Entries from a point annotation set
● ● ●
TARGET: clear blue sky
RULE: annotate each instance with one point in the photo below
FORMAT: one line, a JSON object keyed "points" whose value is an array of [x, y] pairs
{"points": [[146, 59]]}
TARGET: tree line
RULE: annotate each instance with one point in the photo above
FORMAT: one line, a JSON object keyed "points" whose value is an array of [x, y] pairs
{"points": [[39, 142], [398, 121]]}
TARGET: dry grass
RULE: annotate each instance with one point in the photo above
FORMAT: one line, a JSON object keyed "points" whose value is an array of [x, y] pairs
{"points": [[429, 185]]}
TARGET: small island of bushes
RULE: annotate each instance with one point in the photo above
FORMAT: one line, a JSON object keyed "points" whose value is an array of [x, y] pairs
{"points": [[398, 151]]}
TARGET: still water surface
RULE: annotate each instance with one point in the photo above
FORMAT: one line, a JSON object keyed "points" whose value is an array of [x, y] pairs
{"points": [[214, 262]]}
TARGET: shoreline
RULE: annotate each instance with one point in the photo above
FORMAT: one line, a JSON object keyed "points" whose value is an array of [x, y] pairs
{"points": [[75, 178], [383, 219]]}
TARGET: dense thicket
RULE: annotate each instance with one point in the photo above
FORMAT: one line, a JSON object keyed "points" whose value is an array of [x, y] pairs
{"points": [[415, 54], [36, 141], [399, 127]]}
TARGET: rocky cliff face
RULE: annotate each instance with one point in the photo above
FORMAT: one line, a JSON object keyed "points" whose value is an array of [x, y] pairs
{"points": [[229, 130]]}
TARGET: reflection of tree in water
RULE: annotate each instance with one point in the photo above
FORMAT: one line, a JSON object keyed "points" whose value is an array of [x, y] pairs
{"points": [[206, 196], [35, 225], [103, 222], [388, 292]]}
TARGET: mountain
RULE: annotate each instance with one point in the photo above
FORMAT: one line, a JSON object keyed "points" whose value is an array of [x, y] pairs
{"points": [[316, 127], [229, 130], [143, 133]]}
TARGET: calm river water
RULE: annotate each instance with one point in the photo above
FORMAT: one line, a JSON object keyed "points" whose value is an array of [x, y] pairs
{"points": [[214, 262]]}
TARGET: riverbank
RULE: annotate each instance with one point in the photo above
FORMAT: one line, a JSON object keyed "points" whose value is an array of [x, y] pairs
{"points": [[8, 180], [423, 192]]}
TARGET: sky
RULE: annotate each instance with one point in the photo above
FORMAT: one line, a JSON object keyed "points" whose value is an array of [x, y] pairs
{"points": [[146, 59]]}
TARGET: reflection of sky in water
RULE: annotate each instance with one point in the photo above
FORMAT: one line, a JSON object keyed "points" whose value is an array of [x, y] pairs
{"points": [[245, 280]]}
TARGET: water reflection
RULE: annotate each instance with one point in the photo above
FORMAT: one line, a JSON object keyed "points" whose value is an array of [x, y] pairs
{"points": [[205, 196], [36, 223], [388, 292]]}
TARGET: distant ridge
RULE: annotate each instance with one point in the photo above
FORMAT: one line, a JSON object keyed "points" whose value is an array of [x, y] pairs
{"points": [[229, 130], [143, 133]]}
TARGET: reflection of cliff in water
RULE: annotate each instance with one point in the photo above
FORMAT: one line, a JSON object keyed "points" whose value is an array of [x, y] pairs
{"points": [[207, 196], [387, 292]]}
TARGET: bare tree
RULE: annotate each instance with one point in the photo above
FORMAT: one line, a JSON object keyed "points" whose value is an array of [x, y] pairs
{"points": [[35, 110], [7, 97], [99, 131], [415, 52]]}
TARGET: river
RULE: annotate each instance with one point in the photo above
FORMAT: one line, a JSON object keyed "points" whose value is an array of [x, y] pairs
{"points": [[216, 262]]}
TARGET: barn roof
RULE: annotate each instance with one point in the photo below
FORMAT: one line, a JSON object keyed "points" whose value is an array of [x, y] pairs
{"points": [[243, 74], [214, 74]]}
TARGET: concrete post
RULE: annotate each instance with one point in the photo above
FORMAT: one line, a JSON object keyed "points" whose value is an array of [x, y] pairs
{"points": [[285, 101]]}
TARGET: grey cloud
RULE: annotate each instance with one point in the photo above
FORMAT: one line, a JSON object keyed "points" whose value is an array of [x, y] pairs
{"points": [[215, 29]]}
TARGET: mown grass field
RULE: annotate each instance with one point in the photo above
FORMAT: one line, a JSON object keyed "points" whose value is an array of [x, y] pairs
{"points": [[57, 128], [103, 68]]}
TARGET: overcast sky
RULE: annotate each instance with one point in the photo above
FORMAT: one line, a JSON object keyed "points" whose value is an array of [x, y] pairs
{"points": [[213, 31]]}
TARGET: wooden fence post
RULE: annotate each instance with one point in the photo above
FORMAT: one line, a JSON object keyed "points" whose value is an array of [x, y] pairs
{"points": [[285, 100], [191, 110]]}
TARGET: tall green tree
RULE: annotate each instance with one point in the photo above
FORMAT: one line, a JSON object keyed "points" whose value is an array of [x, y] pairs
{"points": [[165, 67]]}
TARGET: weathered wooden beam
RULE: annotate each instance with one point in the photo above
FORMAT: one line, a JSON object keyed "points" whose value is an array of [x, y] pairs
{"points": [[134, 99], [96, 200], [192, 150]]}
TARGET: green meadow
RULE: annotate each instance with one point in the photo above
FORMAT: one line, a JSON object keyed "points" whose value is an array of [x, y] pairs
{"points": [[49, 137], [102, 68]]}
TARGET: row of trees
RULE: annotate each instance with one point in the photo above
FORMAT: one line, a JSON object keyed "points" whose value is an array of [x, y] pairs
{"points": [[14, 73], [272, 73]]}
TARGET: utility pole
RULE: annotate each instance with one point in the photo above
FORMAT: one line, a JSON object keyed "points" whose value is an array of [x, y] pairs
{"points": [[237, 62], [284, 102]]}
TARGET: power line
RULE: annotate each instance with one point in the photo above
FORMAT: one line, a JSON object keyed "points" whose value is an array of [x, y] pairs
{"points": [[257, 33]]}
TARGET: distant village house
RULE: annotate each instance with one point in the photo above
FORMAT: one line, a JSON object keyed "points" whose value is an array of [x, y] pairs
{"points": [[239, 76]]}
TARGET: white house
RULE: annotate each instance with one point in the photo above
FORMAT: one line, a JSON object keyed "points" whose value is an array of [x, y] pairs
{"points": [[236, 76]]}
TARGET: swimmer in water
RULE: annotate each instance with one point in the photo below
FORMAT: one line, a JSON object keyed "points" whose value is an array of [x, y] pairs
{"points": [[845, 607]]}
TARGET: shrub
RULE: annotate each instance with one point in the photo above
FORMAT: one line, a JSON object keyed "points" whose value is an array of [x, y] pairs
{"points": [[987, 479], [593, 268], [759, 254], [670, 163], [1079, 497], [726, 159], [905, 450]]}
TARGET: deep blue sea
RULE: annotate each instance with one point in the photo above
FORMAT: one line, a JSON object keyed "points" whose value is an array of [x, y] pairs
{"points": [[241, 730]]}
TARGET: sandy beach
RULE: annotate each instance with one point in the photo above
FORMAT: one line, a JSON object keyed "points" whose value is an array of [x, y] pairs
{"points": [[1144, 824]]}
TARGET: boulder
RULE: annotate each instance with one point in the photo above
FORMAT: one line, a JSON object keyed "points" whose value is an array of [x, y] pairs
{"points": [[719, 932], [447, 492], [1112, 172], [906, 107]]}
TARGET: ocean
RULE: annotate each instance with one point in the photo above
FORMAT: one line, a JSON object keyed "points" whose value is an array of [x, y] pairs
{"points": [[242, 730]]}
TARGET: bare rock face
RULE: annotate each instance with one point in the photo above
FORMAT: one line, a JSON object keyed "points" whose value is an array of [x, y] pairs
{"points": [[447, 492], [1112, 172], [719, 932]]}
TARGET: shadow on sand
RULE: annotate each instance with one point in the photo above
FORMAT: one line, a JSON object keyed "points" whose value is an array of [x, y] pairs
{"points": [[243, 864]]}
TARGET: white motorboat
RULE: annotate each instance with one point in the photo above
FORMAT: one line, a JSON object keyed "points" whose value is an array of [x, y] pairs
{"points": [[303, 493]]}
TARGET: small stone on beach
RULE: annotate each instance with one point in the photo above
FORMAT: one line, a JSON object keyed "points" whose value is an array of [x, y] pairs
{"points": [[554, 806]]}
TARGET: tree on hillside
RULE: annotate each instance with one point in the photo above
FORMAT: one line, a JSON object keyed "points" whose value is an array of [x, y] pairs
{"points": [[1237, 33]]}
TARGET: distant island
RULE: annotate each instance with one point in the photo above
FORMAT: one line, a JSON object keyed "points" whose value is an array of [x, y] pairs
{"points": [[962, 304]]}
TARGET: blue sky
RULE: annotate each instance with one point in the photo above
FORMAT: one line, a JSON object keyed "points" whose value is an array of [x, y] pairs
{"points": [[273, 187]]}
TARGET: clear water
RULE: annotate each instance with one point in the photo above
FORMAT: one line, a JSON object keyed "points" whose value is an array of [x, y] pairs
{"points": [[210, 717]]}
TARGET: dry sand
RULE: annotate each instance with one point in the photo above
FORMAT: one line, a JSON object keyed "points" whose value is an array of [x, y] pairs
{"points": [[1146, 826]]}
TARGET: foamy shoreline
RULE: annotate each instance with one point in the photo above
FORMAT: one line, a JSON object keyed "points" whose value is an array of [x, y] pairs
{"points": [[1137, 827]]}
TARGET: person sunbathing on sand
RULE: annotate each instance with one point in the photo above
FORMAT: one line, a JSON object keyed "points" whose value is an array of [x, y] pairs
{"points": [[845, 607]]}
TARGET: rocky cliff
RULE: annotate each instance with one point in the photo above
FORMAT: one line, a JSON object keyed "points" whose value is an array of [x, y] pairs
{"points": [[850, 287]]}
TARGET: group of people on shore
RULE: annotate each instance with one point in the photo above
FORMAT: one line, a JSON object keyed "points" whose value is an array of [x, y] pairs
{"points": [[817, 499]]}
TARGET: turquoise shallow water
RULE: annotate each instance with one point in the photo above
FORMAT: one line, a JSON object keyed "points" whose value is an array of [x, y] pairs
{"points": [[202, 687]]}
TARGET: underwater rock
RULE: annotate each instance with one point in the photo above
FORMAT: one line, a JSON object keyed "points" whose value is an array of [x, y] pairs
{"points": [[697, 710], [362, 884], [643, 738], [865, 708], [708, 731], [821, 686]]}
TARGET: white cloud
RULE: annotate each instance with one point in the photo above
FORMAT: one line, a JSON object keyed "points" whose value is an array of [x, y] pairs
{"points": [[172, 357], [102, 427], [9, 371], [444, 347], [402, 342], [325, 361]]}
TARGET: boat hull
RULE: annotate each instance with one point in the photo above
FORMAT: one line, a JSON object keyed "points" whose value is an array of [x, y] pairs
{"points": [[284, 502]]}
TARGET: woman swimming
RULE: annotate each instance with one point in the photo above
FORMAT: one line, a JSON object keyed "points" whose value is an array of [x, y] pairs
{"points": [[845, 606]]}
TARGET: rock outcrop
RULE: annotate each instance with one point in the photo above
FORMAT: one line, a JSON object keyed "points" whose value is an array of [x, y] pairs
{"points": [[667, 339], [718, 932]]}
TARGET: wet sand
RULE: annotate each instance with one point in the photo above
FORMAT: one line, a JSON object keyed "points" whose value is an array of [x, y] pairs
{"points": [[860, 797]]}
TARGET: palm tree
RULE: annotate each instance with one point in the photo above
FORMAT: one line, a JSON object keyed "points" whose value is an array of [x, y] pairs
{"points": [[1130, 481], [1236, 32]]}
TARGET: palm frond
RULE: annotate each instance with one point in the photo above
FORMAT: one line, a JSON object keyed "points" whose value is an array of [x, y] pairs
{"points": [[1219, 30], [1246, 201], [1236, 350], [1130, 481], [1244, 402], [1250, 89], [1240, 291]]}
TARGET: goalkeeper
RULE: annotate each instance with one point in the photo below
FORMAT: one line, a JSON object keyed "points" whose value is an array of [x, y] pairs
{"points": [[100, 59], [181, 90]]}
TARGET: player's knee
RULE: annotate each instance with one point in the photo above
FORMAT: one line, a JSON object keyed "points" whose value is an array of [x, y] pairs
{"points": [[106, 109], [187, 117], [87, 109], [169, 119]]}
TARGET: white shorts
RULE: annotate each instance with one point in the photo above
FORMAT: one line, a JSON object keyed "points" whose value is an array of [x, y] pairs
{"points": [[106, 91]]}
● ● ●
— Work to do —
Extract, exactly as they appear, the lines from the one containing "TARGET: boat hull" through the final line.

— Expected output —
TARGET: boat hull
RULE: annotate each instance with one point in the photo above
FORMAT: one line, a JSON object keyed "points" whose value is an array of [x, y] pairs
{"points": [[284, 502]]}
TARGET: woman swimming
RULE: annotate each instance with one point in the photo above
FORMAT: one line, a JSON object keyed "points" whose value is an array of [x, y] pairs
{"points": [[845, 606]]}
TARGET: rock outcrop
RULE: annotate each instance with one point in the photo above
FORMAT: one line, a JSON object keyed "points" whose value is an array of [x, y] pairs
{"points": [[667, 339], [718, 932]]}
TARGET: wet sand
RULE: annotate each instance with one point in the photo above
FORMAT: one line, a JSON object keyed "points" whose value is an array of [x, y] pairs
{"points": [[860, 797]]}
TARGET: palm tree
RULE: annotate each instance with one point in the photo above
FORMAT: one line, a JSON object keyed "points" whose value is an array of [x, y] pairs
{"points": [[1130, 481], [1236, 32]]}
TARGET: palm frond
RULE: annotate each instance with one point in the photo above
FORMAT: one line, a JSON object keyed "points" whose value is an array of [x, y] pairs
{"points": [[1219, 30], [1246, 201], [1236, 350], [1130, 481], [1244, 402], [1250, 89], [1240, 291]]}
TARGET: goalkeeper
RULE: annotate each instance with one point in the photo below
FORMAT: one line, a JSON object keyed "points" whose value is an array of [x, y] pairs
{"points": [[100, 59], [181, 90]]}
TARGET: player's knee
RULE: annotate each instance with one point in the photo above
FORMAT: one line, a JSON object keyed "points" whose value is an array of [x, y] pairs
{"points": [[106, 109], [187, 117], [87, 109], [169, 119]]}
TARGET: white shorts
RULE: annotate each instance with one point in the photo above
FORMAT: one line, a JSON object keyed "points" whose value is an array of [x, y] pairs
{"points": [[106, 91]]}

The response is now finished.